_Requirement 1:_ According to the blog post on cellphone carriers and VoIP, how many attendees were at the event it describes?

_Given text:_
[Begin]
Showing posts with label VoIP. Show all posts
Showing posts with label VoIP. Show all posts

Thursday, July 05, 2007

homie David Pogue explains why AT&T is running scared

Are U.S. Cellphone Carriers Calcified? - Pogue’s Posts - Technology - New York Times Blog -- David Pogue, son of Dick, or Richard Pogue, and now also home-boy expatriate in the NYC area, explains why AT&T was so frantic to jam SB117 up our nether parts, and all with the mindless cooperation of our elected lightweights at the state level: They're losing ARPU:

The cellular industry is going through insanely rapid change. Almost everyone there—800 attendees from 200 phone companies in 65 countries—was running scared of VOIP. That’s voice over I.P., better known as Internet phone. VOIP includes cheapo unlimited home-phone service like Vonage, as well as absolutely free computer-to-computer calling with programs like Skype. It’s all growing like crazy, which is making a huge dent in these companies’ ARPU.
[End]
_Requirement 2:_ From the entries below, copy out each line that contains the string "hill".

_Task inputs:_
[Begin]
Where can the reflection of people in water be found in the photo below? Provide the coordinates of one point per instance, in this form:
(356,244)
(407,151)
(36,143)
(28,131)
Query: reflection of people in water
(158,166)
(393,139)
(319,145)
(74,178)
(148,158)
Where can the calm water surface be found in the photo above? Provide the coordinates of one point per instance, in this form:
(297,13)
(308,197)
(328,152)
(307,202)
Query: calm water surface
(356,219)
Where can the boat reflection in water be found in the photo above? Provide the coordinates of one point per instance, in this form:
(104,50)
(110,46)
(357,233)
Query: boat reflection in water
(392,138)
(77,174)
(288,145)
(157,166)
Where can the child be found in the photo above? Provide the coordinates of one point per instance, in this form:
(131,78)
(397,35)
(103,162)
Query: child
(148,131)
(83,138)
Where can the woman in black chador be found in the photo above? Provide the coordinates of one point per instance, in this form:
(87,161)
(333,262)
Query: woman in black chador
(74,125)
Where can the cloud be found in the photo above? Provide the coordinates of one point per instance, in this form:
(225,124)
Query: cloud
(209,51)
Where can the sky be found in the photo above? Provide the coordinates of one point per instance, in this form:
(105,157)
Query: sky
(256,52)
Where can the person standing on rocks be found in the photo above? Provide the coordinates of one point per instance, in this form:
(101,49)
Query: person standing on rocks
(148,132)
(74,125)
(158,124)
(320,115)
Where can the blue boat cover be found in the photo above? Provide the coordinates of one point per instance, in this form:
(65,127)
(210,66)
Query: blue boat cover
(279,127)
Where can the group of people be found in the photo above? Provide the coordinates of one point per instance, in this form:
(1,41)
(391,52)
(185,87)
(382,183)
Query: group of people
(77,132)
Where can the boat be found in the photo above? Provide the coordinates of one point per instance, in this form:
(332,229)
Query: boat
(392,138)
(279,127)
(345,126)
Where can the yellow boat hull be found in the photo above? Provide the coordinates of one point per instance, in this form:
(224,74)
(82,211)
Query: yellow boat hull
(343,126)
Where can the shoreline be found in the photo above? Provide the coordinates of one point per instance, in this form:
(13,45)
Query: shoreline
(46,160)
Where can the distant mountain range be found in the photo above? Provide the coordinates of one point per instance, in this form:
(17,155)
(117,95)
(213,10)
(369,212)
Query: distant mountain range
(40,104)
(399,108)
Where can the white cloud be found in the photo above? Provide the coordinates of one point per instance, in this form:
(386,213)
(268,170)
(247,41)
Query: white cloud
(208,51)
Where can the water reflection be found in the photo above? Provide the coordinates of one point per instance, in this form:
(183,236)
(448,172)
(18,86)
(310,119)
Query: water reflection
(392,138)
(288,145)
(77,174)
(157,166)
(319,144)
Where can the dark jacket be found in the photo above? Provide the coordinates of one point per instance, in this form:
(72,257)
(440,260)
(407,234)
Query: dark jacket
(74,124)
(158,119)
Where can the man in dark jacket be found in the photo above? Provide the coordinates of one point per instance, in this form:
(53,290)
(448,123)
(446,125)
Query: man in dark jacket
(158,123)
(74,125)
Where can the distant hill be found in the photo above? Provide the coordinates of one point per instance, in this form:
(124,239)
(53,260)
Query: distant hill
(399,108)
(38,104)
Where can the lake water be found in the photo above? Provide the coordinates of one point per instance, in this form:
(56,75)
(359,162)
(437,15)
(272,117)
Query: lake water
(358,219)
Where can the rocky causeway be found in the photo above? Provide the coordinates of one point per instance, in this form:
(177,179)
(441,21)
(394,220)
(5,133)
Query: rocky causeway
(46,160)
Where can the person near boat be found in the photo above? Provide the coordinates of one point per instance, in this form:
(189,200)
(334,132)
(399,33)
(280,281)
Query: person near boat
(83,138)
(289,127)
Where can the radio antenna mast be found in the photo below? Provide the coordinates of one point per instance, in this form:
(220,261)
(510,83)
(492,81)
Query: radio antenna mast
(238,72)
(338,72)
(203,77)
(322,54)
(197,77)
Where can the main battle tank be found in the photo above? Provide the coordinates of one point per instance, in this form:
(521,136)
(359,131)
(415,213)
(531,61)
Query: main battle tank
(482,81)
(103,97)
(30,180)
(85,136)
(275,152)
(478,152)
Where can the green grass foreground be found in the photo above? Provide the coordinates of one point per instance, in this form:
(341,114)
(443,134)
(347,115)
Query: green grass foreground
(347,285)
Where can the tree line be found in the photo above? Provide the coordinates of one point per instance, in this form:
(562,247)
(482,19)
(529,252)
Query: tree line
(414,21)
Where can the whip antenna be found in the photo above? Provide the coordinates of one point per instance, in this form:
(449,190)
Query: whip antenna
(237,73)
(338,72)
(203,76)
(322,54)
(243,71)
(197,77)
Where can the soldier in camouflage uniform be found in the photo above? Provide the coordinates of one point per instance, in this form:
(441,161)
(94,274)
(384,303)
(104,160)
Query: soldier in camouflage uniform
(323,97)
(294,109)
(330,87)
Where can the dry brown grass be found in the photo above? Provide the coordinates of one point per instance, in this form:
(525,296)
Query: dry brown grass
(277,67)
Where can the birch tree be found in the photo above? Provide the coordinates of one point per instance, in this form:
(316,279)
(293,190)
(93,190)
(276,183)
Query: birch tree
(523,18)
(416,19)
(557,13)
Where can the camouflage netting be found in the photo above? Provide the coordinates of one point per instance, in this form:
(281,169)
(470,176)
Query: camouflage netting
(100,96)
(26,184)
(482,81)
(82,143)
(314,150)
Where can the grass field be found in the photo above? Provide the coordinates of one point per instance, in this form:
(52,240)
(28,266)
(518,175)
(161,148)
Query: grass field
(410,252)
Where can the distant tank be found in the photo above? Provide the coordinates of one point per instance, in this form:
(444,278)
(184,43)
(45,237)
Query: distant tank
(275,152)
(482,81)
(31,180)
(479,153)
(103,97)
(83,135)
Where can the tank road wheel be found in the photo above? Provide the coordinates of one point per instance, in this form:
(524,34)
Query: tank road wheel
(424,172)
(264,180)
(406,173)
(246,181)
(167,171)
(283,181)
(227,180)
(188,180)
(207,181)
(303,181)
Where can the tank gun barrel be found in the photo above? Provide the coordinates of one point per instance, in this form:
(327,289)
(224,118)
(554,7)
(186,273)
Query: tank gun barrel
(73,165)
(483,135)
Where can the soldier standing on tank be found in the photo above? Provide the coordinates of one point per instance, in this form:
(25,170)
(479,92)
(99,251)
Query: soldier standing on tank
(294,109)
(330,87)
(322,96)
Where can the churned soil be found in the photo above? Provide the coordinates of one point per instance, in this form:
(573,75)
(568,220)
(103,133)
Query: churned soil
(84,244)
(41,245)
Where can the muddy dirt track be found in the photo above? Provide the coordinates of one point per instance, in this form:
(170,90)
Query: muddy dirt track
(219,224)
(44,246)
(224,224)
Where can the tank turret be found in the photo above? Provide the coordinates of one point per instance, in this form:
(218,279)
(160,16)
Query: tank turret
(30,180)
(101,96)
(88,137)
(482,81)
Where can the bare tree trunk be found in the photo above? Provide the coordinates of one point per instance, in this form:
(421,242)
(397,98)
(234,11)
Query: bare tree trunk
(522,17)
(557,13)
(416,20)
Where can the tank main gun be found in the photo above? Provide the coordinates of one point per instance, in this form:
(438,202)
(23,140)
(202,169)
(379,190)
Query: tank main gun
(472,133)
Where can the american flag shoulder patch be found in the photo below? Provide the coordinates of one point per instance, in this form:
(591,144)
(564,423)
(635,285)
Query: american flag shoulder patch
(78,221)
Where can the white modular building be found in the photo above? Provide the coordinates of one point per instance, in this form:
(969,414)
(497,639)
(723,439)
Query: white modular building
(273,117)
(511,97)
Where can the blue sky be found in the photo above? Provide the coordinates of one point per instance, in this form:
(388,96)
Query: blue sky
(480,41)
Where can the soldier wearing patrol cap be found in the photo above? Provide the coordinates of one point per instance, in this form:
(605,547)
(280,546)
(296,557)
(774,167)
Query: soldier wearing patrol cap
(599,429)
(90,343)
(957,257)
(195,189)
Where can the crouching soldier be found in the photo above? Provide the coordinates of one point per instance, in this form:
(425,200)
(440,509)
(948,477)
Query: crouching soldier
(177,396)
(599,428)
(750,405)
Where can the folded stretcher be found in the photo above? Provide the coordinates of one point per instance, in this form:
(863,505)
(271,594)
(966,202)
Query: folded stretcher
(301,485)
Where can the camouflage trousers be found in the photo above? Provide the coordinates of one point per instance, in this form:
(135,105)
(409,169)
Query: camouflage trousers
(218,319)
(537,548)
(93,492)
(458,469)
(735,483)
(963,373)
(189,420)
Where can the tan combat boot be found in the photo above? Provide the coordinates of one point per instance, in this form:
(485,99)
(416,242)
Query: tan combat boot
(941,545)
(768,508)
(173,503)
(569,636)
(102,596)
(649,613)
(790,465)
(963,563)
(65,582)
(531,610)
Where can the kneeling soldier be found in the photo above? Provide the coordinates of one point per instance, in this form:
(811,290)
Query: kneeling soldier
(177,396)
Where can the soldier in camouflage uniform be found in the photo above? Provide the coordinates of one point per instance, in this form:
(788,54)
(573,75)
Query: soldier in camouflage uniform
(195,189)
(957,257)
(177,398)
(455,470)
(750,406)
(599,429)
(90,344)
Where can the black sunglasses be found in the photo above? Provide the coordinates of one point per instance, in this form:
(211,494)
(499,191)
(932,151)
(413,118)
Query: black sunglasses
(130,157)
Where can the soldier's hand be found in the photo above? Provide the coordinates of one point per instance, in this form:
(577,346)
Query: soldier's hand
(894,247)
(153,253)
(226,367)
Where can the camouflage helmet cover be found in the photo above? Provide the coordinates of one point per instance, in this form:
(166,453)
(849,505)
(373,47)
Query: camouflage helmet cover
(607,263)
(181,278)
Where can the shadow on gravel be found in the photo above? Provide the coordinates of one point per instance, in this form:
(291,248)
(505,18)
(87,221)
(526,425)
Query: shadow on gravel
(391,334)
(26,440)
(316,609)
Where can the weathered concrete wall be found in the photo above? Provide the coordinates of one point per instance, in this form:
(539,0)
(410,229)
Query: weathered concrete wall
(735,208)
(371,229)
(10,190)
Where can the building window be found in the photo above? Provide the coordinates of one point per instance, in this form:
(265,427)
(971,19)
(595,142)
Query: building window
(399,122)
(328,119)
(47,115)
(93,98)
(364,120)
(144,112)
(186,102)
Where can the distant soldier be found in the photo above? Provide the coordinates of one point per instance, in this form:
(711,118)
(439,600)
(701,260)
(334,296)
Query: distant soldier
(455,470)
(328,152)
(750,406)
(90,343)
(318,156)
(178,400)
[End]
_Full solution 1:_ There were 800 attendees.

_Full solution 2:_
Where can the distant hill be found in the photo above? Provide the coordinates of one point per instance, in this form:
Query: distant hill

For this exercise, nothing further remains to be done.